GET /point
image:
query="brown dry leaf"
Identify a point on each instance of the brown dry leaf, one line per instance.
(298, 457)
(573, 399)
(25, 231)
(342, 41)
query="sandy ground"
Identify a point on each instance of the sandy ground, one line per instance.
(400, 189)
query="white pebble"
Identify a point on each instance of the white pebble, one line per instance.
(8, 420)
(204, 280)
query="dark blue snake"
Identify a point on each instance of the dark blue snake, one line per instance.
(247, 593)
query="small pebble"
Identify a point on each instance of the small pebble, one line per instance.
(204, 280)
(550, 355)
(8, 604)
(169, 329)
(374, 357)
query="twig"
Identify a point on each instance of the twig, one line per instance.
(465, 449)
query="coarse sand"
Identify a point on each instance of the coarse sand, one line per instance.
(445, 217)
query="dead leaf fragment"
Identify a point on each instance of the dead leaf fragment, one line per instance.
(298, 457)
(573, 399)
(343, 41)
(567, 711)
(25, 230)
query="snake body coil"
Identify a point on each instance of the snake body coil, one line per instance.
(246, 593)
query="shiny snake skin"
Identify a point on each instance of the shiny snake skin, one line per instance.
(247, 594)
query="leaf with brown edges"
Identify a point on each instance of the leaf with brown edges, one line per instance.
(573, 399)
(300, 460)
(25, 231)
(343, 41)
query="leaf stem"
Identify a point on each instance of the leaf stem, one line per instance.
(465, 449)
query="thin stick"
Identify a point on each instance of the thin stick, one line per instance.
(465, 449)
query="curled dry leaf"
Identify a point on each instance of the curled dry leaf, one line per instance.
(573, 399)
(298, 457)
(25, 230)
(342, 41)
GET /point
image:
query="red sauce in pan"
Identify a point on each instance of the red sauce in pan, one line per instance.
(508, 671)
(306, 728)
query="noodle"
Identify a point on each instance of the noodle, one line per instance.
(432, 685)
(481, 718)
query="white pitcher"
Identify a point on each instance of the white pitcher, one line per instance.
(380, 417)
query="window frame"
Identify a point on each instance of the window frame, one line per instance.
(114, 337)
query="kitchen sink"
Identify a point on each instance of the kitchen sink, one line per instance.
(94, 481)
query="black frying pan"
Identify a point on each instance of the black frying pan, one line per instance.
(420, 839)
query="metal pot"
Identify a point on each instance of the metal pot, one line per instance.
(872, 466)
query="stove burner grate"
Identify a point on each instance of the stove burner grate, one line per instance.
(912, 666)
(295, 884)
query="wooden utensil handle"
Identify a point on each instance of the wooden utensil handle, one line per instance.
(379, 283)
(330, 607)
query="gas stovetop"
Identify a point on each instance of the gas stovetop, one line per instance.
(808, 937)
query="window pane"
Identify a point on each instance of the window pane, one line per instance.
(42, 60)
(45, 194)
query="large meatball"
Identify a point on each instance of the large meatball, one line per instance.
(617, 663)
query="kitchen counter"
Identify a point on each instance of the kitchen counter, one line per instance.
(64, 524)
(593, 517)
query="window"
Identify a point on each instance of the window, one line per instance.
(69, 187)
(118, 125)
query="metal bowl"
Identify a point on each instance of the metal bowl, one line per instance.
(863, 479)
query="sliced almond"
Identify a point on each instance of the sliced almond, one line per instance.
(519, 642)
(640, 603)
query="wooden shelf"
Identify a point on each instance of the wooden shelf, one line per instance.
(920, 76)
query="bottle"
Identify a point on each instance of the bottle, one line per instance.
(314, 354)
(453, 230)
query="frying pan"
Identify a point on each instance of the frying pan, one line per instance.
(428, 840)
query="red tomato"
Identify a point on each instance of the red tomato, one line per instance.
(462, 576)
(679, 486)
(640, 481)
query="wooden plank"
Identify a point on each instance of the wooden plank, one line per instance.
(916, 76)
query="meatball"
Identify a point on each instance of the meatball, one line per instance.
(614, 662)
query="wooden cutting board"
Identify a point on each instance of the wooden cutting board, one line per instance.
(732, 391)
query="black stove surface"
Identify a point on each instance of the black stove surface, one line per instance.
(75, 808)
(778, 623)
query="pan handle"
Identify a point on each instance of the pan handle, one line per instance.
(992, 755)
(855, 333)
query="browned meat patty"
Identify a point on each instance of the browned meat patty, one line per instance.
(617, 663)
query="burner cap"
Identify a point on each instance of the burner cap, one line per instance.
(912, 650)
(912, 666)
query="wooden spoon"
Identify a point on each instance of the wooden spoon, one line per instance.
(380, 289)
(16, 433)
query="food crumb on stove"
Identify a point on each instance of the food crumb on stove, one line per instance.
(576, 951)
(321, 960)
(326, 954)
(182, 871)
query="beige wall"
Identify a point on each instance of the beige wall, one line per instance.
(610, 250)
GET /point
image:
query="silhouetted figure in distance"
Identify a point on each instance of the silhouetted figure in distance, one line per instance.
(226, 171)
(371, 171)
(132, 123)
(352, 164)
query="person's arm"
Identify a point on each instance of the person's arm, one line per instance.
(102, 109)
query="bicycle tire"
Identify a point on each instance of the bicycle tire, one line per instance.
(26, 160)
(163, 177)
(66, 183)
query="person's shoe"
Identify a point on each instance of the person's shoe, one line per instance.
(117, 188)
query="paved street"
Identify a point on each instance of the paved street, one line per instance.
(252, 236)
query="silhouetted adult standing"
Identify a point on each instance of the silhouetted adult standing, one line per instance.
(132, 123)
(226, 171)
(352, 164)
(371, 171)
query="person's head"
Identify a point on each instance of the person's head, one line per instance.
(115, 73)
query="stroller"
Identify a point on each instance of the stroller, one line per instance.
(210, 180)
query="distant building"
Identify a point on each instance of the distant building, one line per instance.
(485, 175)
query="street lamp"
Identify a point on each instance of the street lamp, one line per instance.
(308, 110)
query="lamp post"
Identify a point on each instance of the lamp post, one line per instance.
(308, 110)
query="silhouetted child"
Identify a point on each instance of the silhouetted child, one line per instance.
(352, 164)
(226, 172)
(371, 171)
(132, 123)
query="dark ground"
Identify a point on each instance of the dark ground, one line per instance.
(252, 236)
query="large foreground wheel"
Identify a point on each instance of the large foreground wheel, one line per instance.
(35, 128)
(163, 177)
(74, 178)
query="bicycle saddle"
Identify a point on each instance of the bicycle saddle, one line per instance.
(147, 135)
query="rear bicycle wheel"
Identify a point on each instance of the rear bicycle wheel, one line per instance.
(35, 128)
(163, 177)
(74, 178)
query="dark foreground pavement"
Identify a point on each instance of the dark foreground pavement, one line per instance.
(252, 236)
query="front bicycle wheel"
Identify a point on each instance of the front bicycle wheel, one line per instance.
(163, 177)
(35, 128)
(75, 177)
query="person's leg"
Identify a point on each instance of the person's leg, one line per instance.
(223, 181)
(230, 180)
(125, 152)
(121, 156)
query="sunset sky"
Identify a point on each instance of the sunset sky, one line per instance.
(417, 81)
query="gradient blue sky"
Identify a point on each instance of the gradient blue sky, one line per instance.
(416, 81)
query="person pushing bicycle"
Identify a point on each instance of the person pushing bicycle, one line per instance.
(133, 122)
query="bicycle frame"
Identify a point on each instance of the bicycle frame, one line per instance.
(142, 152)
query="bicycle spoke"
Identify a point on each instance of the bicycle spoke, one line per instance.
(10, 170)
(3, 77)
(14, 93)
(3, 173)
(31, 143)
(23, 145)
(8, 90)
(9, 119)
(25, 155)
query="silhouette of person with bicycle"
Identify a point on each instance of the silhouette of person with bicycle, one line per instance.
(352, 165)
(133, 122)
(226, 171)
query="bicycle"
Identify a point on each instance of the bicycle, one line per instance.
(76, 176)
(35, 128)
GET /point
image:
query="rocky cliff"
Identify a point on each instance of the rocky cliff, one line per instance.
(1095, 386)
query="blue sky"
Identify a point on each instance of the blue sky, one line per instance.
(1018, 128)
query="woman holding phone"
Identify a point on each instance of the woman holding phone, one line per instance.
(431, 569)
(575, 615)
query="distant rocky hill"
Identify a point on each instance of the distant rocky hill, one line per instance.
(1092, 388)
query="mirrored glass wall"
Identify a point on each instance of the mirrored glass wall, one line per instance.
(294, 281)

•••••

**What to work on:** Your answer must be the line containing "Identify a point on each instance of the mirrored" and every line after it through the end of the records above, reproduced exactly and alone.

**Reply to the task:**
Identify a point on each instance of the mirrored glass wall, one line per instance.
(294, 281)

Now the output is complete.